**Directions**
Update everything from the line containing "stripe in the photo above." down to the end of the listing by changing "innermost point" to "center point" and leaving all else the same.
___ Supplied records ___
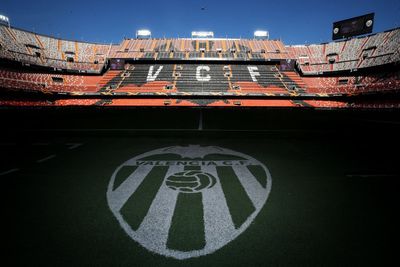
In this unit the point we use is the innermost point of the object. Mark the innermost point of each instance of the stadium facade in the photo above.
(39, 70)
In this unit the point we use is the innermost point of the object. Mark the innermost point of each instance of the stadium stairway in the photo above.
(107, 78)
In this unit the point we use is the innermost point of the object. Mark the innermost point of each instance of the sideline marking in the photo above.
(372, 175)
(200, 121)
(9, 171)
(8, 144)
(41, 144)
(45, 159)
(73, 145)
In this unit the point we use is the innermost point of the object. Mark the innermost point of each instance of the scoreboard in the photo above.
(353, 27)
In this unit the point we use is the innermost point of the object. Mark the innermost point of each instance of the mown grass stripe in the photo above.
(259, 173)
(187, 227)
(137, 206)
(192, 168)
(239, 203)
(123, 173)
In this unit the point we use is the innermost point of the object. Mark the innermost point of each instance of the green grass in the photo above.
(315, 214)
(137, 206)
(239, 203)
(187, 227)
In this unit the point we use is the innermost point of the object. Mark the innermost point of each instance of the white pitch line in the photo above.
___
**Written solution**
In this unit the point we use is the center point of the object. Mark the center point of each instance of the mown grass stripe in the photo above.
(259, 173)
(187, 227)
(137, 206)
(192, 168)
(239, 203)
(123, 173)
In this unit the point we use is the center point of the object. Mark the center point of each instance of the green grass in the photo above.
(315, 214)
(137, 206)
(239, 203)
(187, 227)
In this unit the point we use is the center point of the object. Mark the center point of each instance of the white pitch line in the photo above.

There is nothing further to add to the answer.